======== EXTRACT PROVIDED ========

Cleveland, Ohio,
31
May
2016
|
07:00 AM
America/Chicago

The Invisible Disease

Foundation gets support to help find cure, raise awareness

Having a sick child can be stressful. But having a child with a difficult to diagnose illness can be devastating.

When three year old Isla came to her mother, Amy Ionno-Carper, with a headache, Amy did the same as any caring parent. But when the headaches became more intense and more persistent, Amy became concerned.

For Amy, multiple medical visits finally led to the diagnosis of Chiari Malformation.

Chiari (pronounced key-are-ee) Malformation is often referred to as the invisible disease, and for good reason. There are no outward signs. The most common symptoms are persistent headaches. Some patients can have as many as 200 different symptoms.

The Invisible – and unknown - disease

Not only is Chiari “invisible” but it’s relatively unknown. And there’s no cure. The Chiari and Syringomyelia Foundation is dedicated to education, advocacy and research of this rare disease.

======== STUDY MATERIAL ========

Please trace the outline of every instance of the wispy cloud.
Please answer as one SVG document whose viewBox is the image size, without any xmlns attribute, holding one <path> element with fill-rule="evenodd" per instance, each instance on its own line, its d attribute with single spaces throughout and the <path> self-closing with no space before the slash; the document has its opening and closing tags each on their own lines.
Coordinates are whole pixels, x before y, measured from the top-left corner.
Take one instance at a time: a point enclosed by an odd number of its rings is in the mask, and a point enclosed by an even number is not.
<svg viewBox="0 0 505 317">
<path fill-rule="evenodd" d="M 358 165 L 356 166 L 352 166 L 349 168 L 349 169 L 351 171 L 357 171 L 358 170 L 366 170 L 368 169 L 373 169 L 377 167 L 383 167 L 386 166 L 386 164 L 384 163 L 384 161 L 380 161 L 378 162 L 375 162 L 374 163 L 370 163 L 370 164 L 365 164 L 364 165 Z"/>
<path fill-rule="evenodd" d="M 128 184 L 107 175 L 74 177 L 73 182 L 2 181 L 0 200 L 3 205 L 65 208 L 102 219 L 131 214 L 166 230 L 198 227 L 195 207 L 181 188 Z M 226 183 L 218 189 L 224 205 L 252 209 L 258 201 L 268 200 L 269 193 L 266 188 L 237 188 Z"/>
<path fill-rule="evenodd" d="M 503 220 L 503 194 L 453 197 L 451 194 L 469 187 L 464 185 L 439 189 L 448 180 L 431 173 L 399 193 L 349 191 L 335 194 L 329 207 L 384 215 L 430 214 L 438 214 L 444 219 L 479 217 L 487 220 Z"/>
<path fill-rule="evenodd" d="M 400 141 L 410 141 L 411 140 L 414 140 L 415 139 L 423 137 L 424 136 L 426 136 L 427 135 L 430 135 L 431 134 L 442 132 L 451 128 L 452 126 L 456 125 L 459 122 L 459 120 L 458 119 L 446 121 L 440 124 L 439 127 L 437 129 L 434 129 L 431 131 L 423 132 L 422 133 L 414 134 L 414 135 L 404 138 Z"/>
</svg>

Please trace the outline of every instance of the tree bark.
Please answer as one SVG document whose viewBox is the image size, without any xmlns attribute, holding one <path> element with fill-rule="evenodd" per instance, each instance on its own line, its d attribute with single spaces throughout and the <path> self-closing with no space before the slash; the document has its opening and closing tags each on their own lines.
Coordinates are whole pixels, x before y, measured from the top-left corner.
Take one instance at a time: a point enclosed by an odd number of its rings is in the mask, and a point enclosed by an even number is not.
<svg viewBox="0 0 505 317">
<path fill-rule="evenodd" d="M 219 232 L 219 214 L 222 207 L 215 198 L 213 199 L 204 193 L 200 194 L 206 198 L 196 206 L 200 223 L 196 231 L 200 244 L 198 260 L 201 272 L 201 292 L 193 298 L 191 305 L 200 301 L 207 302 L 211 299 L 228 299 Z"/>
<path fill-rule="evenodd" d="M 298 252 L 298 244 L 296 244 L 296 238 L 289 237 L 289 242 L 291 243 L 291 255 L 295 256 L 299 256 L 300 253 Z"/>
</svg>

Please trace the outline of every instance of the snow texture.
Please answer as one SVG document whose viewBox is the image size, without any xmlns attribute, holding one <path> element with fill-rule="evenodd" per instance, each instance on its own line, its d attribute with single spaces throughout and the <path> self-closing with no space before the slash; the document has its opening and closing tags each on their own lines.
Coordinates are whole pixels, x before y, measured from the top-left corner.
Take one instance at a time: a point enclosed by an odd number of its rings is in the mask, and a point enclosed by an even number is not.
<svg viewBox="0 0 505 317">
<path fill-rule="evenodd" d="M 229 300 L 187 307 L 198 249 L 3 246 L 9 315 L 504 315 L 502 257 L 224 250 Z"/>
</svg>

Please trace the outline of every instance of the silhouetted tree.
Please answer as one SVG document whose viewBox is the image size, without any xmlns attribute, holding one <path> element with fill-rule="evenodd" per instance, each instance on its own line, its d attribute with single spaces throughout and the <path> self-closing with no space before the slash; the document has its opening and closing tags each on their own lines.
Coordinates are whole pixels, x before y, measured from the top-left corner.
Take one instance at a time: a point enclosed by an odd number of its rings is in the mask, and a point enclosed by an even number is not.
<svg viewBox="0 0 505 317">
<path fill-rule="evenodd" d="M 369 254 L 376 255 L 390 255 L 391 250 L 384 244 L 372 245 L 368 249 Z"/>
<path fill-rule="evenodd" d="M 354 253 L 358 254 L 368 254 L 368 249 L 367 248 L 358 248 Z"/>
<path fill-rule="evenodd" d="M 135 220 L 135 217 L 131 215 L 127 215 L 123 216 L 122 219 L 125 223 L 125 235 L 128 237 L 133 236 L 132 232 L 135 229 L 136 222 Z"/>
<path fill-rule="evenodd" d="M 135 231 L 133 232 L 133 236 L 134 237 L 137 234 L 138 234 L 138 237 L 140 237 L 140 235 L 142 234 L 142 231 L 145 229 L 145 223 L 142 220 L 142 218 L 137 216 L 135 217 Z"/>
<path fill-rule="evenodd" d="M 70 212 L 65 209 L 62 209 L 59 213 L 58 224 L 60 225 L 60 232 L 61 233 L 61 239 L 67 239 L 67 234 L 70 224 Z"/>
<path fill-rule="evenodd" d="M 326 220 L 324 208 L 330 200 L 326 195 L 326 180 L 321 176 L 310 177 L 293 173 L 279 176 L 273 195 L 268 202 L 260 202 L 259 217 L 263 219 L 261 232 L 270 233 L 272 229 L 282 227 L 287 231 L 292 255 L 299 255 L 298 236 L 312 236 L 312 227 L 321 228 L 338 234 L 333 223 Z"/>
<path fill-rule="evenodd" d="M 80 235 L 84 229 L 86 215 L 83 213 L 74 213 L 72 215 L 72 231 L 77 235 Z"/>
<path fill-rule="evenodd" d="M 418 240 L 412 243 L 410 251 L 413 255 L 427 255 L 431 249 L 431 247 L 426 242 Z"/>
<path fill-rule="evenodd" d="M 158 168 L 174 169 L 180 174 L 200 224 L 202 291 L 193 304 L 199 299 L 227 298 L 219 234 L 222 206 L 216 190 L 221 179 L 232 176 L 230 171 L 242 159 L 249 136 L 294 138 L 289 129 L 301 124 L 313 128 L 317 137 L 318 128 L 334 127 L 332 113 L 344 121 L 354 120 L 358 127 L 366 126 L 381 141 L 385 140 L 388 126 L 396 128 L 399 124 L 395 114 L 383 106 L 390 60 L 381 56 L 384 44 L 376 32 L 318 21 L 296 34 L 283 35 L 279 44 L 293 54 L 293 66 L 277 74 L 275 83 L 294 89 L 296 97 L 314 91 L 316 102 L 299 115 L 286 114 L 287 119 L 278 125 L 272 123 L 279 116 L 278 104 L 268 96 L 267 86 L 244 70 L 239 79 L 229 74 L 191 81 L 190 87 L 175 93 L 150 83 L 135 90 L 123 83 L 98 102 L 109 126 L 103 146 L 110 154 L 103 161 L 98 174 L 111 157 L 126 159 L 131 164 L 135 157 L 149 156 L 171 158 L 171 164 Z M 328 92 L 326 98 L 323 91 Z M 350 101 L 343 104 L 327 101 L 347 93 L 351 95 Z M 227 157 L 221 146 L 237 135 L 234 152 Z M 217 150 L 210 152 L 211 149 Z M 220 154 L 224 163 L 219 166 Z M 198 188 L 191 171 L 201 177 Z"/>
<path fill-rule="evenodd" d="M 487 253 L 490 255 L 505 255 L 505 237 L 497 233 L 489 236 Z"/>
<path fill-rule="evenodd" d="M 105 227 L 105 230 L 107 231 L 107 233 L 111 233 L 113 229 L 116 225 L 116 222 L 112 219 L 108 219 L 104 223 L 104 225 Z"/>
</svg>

========

• [WHAT TO WORK ON]:
**1.** From the article on Chiari Malformation, reproduce word for word the stretch from "Foundation gets support" through "Amy became concerned.".
**2.** Carry on the article about Chiari Malformation, picking up right after its last sentence.

• [RESPONSES]:
**1.**
Foundation gets support to help find cure, raise awareness

Having a sick child can be stressful. But having a child with a difficult to diagnose illness can be devastating.

When three year old Isla came to her mother, Amy Ionno-Carper, with a headache, Amy did the same as any caring parent. But when the headaches became more intense and more persistent, Amy became concerned.

**2.**
In 2015, thanks to Amy and an army of supporters, the Chiari and Syringomyelia Foundation received a $25,000 State Farm Neighborhood Assist® grant.

State Farm Neighborhood Assist

Funds from the grant created a lecture series, Consider Chiari, to educate the medical community about the illness. What is known about the disease is understood by a fraction of medical personnel.

Having a confirmed diagnosis is only the beginning for Amy. “I’m just a mom making a change for my child’s future.”